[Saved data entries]
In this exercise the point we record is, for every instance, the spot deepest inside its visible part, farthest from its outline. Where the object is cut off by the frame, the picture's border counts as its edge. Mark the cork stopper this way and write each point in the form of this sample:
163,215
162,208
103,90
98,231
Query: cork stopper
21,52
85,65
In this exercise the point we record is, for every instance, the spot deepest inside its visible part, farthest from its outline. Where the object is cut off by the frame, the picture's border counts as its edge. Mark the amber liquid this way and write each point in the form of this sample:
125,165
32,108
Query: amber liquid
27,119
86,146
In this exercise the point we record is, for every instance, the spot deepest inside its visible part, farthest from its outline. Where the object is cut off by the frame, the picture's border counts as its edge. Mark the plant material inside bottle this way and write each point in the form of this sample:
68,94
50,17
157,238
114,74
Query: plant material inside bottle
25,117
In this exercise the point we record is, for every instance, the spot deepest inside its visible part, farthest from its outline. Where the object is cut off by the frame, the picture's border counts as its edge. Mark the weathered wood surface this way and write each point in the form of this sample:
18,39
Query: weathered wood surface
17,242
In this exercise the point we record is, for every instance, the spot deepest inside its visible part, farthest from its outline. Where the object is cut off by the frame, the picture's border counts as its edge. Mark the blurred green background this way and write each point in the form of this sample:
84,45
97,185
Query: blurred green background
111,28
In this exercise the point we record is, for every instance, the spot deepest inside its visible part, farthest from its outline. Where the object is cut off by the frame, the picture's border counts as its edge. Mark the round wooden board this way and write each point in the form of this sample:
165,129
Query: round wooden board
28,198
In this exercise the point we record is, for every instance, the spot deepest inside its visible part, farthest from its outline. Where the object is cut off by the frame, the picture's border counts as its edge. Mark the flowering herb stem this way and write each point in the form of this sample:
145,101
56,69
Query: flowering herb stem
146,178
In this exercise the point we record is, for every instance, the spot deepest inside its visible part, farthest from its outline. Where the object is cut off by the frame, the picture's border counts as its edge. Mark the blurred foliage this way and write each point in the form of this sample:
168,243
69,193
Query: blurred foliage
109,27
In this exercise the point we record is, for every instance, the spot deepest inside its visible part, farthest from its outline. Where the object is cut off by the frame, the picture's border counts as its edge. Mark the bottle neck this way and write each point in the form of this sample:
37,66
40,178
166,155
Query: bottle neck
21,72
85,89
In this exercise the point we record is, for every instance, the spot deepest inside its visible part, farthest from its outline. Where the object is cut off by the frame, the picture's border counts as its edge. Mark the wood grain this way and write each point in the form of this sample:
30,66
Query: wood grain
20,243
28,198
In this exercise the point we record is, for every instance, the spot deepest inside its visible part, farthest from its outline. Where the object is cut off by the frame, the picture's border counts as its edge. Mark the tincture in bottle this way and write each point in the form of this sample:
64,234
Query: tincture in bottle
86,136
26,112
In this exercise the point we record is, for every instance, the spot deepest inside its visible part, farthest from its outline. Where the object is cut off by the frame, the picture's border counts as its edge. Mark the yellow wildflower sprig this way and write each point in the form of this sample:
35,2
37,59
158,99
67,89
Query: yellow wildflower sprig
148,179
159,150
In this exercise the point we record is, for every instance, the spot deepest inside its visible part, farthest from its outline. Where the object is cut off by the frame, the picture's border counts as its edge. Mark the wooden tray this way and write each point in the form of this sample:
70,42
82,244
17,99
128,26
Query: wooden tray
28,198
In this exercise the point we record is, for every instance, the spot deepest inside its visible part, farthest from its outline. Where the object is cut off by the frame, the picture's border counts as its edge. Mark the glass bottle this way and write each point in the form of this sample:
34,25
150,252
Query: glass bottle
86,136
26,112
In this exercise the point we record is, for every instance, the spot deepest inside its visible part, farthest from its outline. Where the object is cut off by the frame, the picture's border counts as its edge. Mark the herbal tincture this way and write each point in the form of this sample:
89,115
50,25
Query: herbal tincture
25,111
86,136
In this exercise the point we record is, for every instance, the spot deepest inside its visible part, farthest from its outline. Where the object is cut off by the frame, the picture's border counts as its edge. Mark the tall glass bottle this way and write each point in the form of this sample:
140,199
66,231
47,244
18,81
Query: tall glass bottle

=== Work to do ===
Lay out every line of the items above as a numbered list, skipping any blank lines.

=== Worked answer ===
1. In this exercise the point we record is, for every instance, the spot deepest inside its visible part, farthest from its outline. Where the object is cut off by the frame, the picture's border counts as its edge. Mark the cork stopper this way and write each point in the form of this sample:
2. 163,215
3. 162,208
4. 103,90
5. 98,231
6. Query: cork stopper
7. 21,52
8. 85,65
9. In this exercise the point we record is, for every instance, the spot deepest inside its visible part, farthest from its outline. Where the object is cut off by the frame, the picture's border counts as its edge. Mark the amber liquid this way and write each point in the form of this sample:
10. 125,165
11. 32,108
12. Query: amber liquid
13. 27,119
14. 86,146
15. In this exercise the point we record is, for every instance, the spot deepest inside its visible part, farthest from its outline. Where the object is cut off by the frame, the picture's border counts as its edge. Mark the plant material inside bottle this way and write each point in the form of this sample:
16. 68,94
17. 50,17
18. 157,238
19. 114,74
20. Query: plant material inside bottle
21. 25,117
22. In this exercise the point we record is, for every instance, the spot deepest inside its visible part, farthest from its outline. Where the object is cut off by the frame, the picture's border counts as its edge. Mark the weathered wood surface this way and write each point in the form of this sample:
23. 18,39
24. Query: weathered wood surface
25. 17,242
26. In this exercise the point we record is, for every instance, the spot deepest inside its visible part, farthest from its outline. Where the object is cut off by the frame, the picture's border counts as its edge. Mark the blurred green background this way and write each point in the form of this sample:
27. 84,45
28. 97,185
29. Query: blurred green background
30. 111,28
31. In this exercise the point we record is, for every instance, the spot deepest inside its visible part, farthest from its outline. Where the object is cut off by the frame, the picture's border counts as its edge. Mark the round wooden board this way and write each point in the form of this sample:
32. 165,129
33. Query: round wooden board
34. 28,198
35. In this exercise the point we record is, for every instance, the spot deepest inside its visible part, farthest from its outline. Where the object is cut off by the frame, the picture's border counts as its edge. Mark the flowering herb stem this way and write each point in the form of this sample:
36. 145,101
37. 56,69
38. Query: flowering herb stem
39. 146,178
40. In this exercise the point we record is, for every instance, the spot deepest inside its visible part, farthest from its outline. Where the object is cut off by the frame, the picture's border counts as its edge. Mark the blurred foliage this way and write each point in the form of this sample:
41. 168,243
42. 69,193
43. Query: blurred foliage
44. 109,27
45. In this exercise the point we record is, for every instance, the spot deepest inside its visible part, farthest from its outline. Where the object is cut off by the frame, the picture's border counts as its edge. Mark the bottle neck this way and write each point in the form of this sample:
46. 37,66
47. 40,178
48. 166,155
49. Query: bottle neck
50. 21,72
51. 85,89
52. In this exercise the point we record is, for every instance, the spot deepest inside its visible part, farthest from its outline. Where the object is cut off by the frame, the picture's border counts as its edge. Mark the wood grain this way and write each point in the form of this sample:
53. 30,66
54. Query: wood grain
55. 20,243
56. 28,198
57. In this exercise the point we record is, for every instance, the spot deepest inside its visible part, farthest from its outline. Where the object is cut off by the frame, the picture's border counts as its edge. Mark the tincture in bottle this way and write each point in the form of this sample:
58. 64,234
59. Query: tincture in bottle
60. 86,136
61. 26,112
62. In this exercise the point we record is, for every instance, the spot deepest inside its visible part, farthest from its outline. Where the object is cut off by the frame, the picture's border counts as its edge. Mark the yellow wildflower sprig this way and write each point in the form of this sample:
63. 35,2
64. 37,59
65. 158,99
66. 67,89
67. Query: yellow wildflower sprig
68. 148,179
69. 159,150
70. In this exercise the point we record is, for every instance, the spot deepest inside its visible part, farthest from its outline. Where the object is cut off by the frame, the picture's border counts as its edge. Mark the wooden tray this way and write each point in the form of this sample:
71. 70,42
72. 82,244
73. 17,99
74. 128,26
75. Query: wooden tray
76. 28,198
77. In this exercise the point we record is, for every instance, the spot deepest inside its visible part, farthest from its outline. Where the object is cut off by the frame, the picture's border counts as its edge. Mark the glass bottle this way and write each point in the form of this sample:
78. 34,25
79. 150,252
80. Query: glass bottle
81. 86,136
82. 26,112
83. In this exercise the point we record is, for every instance, the spot deepest inside its visible part, farthest from its outline. Where the object is cut off by the frame, the picture's border counts as its edge. Mark the herbal tincture this way and write each point in the form of this sample:
84. 89,115
85. 50,25
86. Query: herbal tincture
87. 25,111
88. 86,136
89. In this exercise the point we record is, for every instance, the spot deepest inside its visible part, farthest from its outline. Where the object is cut off by the frame, the picture's border counts as its edge. Mark the tall glass bottle this way and write each point in the form of this sample:
90. 140,199
91. 66,231
92. 47,244
93. 18,81
94. Query: tall glass bottle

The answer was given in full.